:: EXERCISE DETAILS ::
Lines before the one containing "task | indicate the netting" are excluded; retype that line and all remaining lines of the material exactly.

:: DATA LISTING ::
^^^^

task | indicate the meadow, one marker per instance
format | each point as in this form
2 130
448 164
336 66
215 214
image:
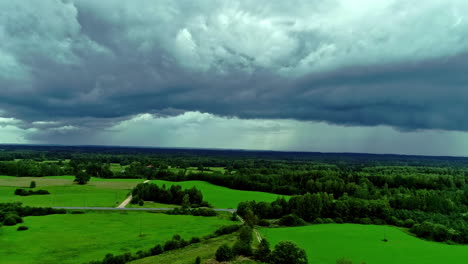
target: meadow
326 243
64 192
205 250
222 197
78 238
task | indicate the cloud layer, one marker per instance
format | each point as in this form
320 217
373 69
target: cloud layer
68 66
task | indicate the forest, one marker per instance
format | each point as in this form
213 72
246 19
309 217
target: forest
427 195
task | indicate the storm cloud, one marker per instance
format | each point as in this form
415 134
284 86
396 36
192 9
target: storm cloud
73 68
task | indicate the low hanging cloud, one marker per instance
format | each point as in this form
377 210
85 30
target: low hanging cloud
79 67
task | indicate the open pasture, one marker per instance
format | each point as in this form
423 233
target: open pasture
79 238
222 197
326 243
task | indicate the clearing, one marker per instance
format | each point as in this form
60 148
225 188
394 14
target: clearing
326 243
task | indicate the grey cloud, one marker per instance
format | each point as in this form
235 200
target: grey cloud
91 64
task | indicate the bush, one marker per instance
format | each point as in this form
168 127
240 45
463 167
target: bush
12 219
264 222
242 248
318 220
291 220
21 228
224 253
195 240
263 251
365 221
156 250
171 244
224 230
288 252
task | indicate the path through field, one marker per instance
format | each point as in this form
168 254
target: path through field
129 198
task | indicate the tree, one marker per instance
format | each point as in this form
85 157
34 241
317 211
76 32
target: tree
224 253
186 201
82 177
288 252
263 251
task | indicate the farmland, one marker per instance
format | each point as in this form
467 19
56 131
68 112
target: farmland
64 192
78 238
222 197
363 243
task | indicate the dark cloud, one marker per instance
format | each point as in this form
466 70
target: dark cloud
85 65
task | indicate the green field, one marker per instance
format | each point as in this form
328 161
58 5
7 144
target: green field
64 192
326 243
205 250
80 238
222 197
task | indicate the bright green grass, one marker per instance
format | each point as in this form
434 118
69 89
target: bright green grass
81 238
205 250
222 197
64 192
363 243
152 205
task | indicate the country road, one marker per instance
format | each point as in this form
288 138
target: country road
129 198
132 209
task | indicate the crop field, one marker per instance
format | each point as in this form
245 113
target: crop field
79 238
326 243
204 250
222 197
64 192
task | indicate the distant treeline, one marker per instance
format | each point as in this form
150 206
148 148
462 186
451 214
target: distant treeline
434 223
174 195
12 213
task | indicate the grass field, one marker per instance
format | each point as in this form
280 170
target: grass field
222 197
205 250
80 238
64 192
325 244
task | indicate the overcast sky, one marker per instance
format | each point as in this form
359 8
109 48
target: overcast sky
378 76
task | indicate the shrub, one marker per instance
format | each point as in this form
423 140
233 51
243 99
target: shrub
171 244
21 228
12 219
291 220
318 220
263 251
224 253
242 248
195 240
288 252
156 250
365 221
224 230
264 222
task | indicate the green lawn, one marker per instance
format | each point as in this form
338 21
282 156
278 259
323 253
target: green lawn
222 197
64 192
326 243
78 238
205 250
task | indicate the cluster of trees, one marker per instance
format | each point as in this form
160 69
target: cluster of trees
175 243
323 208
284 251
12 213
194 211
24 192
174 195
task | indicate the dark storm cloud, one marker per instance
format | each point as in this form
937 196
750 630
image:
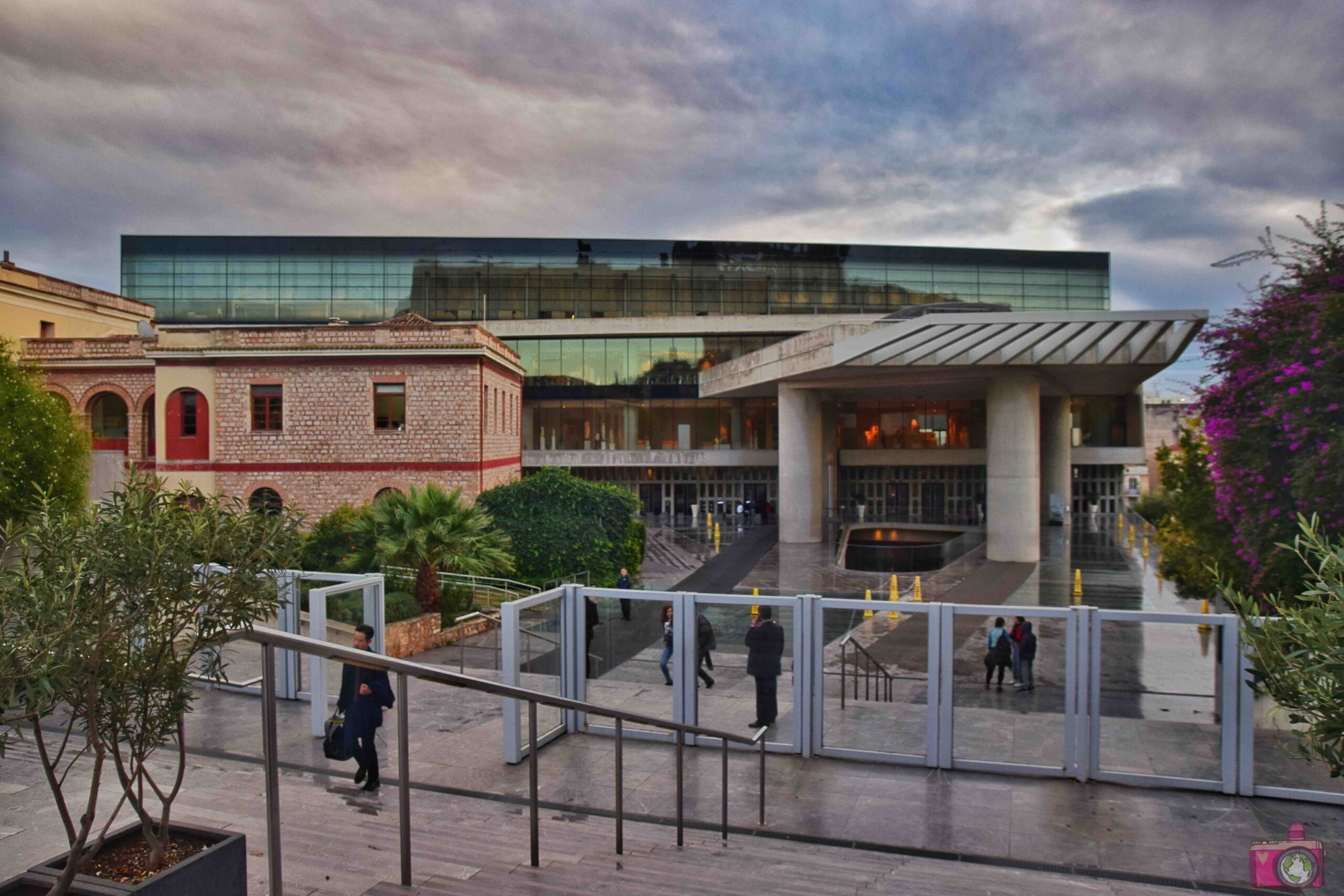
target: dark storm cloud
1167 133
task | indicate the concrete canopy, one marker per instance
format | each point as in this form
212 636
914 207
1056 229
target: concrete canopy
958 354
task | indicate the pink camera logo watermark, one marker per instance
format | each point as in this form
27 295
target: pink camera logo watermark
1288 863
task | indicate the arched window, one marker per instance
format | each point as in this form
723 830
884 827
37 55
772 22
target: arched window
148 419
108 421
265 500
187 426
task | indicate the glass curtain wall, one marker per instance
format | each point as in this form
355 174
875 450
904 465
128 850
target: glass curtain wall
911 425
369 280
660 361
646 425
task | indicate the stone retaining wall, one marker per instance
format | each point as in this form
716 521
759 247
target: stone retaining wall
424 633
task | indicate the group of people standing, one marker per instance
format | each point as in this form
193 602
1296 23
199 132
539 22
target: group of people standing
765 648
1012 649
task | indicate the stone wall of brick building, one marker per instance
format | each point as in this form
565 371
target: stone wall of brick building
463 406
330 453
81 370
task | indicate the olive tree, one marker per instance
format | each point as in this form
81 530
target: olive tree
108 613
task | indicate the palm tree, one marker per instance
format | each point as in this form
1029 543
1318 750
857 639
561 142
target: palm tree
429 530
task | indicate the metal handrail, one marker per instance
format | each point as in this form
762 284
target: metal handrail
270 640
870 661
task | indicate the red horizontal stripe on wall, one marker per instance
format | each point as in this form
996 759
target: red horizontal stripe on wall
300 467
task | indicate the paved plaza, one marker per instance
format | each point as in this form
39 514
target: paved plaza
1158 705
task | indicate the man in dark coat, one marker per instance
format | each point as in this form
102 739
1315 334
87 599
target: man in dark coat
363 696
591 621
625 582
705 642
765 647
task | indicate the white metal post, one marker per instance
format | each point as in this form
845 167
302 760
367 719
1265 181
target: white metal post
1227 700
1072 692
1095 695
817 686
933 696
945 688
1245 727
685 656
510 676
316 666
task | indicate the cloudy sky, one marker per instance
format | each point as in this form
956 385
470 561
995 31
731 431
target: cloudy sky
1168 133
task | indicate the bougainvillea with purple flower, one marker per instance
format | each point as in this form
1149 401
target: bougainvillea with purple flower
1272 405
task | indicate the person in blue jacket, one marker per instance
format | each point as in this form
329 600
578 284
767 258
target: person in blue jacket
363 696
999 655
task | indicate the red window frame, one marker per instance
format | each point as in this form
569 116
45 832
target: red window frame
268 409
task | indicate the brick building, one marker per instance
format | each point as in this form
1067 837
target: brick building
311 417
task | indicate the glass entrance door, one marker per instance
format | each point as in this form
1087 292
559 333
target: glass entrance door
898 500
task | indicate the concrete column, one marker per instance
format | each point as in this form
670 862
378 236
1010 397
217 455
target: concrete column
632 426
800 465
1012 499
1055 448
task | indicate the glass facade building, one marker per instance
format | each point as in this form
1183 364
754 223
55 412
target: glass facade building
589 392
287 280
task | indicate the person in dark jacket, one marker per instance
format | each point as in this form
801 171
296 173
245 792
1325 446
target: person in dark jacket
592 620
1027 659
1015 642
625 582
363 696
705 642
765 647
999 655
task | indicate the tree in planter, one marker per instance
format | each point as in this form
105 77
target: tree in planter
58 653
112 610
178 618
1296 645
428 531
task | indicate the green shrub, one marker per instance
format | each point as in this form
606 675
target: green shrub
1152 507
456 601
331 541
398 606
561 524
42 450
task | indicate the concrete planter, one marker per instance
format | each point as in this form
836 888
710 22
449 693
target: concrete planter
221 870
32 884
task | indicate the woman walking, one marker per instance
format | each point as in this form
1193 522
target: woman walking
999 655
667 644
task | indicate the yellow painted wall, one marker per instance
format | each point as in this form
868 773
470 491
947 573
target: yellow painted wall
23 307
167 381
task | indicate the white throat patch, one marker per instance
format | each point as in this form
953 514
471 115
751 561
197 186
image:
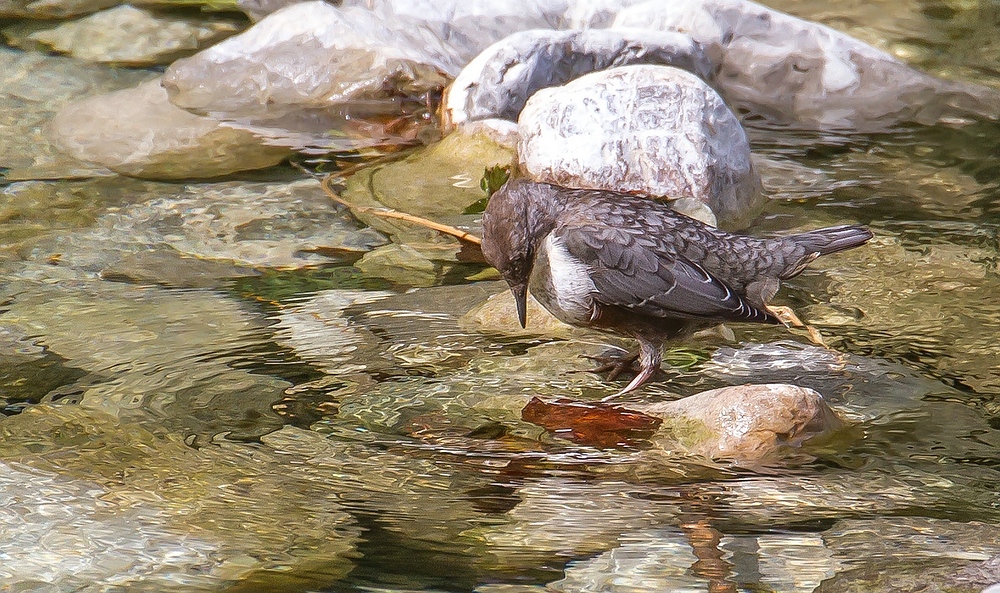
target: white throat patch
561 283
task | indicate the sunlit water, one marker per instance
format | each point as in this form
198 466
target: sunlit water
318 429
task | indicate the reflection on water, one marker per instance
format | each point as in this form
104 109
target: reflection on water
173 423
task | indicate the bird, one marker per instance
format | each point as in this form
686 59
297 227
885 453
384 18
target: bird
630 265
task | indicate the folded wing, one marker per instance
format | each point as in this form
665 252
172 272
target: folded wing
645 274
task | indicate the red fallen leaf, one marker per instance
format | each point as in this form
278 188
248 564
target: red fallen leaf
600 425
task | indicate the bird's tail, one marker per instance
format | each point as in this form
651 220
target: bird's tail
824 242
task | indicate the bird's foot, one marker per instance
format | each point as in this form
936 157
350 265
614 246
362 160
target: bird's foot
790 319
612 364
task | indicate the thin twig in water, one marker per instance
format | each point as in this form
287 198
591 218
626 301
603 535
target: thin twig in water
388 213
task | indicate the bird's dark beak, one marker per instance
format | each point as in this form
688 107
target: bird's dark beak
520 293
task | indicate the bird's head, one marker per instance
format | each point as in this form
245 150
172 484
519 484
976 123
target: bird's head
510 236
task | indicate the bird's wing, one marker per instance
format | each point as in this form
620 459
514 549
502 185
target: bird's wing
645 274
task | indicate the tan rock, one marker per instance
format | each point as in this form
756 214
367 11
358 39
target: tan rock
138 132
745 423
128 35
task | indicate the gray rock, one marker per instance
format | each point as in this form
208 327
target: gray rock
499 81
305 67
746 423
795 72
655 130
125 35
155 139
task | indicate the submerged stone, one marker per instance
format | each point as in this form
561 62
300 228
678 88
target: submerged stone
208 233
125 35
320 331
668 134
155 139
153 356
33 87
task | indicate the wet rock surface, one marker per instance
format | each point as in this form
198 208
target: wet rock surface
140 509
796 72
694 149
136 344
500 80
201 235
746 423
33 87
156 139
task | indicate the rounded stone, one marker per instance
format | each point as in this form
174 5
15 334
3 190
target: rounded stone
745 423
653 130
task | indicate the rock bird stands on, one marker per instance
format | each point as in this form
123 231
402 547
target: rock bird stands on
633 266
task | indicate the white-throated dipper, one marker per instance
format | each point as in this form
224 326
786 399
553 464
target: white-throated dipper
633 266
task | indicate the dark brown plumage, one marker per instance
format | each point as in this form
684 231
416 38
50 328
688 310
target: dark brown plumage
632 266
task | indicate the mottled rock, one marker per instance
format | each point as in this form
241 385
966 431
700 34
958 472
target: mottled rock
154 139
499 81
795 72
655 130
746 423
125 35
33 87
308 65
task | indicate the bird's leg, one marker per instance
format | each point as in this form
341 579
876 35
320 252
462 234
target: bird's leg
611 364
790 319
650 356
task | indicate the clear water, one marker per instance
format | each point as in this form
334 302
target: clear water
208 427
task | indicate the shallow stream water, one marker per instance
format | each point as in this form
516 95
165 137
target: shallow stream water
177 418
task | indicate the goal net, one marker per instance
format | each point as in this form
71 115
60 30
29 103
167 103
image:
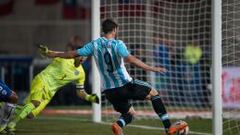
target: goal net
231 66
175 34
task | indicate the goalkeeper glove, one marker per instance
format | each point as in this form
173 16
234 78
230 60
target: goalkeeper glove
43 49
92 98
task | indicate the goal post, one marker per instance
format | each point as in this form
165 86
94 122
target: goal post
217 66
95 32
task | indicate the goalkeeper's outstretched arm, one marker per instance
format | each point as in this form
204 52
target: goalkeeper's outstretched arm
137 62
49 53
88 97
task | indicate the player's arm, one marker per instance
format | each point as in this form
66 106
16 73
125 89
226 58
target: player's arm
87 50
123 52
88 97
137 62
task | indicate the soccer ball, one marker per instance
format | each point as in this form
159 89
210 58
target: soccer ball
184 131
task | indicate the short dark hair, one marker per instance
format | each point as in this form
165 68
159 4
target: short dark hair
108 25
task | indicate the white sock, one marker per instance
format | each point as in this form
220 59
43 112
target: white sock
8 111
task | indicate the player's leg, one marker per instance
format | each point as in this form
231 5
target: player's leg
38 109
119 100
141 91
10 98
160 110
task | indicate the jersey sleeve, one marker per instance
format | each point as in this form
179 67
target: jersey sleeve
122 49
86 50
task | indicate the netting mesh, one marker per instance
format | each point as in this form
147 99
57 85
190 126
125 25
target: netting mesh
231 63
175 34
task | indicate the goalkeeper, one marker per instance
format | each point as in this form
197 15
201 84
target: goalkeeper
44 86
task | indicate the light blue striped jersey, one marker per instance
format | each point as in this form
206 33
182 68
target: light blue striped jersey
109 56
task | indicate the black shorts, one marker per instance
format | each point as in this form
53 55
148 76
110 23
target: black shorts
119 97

^^^^

:: EXERCISE OUTPUT ::
task | indicate the netting mesh, one marker per instance
format | each point as in this form
147 99
57 85
190 126
125 25
target: netting mesh
231 63
175 34
task | indicate the goalkeeper, one marker per instance
format | each point as in this form
197 15
201 84
target: goalkeeper
44 86
task | indicate the light blue striped jersey, one marker per instance
format | each point as in this form
206 33
182 68
target: light blue striped jersey
109 56
task | indicate the black shorts, one marker per instance
format | each point as in this form
53 55
148 76
110 23
target: black shorts
119 97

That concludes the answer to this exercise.